#### Stored data:
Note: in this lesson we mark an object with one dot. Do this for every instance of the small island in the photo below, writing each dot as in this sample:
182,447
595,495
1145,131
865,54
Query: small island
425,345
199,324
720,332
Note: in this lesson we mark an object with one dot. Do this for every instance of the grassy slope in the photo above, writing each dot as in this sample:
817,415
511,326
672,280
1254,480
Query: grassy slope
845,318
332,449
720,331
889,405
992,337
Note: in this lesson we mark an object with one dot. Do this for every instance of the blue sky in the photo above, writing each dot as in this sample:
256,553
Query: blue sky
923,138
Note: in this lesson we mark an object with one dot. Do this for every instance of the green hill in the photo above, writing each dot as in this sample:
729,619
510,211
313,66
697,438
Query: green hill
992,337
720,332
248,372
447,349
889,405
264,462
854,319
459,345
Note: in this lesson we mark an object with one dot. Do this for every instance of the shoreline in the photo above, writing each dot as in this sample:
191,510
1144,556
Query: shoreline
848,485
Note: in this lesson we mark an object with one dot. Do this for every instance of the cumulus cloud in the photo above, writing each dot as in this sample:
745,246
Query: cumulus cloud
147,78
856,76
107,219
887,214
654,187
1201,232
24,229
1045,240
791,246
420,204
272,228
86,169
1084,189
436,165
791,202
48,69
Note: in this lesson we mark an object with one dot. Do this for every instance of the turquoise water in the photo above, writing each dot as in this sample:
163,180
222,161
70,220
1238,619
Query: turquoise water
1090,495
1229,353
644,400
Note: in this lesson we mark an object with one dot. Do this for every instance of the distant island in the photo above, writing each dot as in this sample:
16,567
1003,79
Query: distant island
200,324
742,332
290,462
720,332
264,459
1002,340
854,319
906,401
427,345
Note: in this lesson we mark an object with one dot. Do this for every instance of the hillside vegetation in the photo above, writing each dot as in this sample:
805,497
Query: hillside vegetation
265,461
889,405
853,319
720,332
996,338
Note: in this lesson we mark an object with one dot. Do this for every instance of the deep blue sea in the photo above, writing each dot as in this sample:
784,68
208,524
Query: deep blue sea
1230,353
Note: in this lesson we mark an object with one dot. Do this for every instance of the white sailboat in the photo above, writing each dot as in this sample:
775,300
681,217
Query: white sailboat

#### The task:
Copy each line in the entries above where the word "mark" shows up.

#### Result below:
Note: in this lesson we mark an object with one dot. Do this for every instance of the small island in the photo below, writing each dot as in this sample:
Note: in this lesson we mark an object with one dot. Do this for every instance of the grassy slope in the photo above, writing each dot as in this sample:
Note: in this lesson we mark an object with one dot. Do this for every instance of the blue sky in the photo above, writing each dot as in this sample:
Note: in this lesson we mark an object with one dot. Do this for every instance of the green hill in the photo above, writing each dot as in this sample:
Note: in this lesson we mark an object with one dot. Do this for every instance of the shoreline in the photo above, writing each dot as in this sample:
Note: in this lesson we mark an object with one dot. Do this for every instance of the cumulus cloud in the photo above, writing each dot as in this sample:
Note: in this lesson we mark an object with one dot. Do this for every instance of the turquoise water in the photo above, writing each dot as in this sample:
Note: in this lesson we mark an object with one dot. Do this for every instance of the distant island in the photo above, writing each dot as in this sample:
Note: in this lesson we mark an object with one dot. Do this for every instance of the hillside vegetation in the photo above, writing each dot as in this sample:
Note: in this lesson we mark an object with one dot. Do this for every instance of the deep blue sea in the photo above, writing each dot as in this sample:
Note: in this lesson we mark an object with one dot. Do this for every instance of the white sailboat in the photo above, writing each dot as in this sample:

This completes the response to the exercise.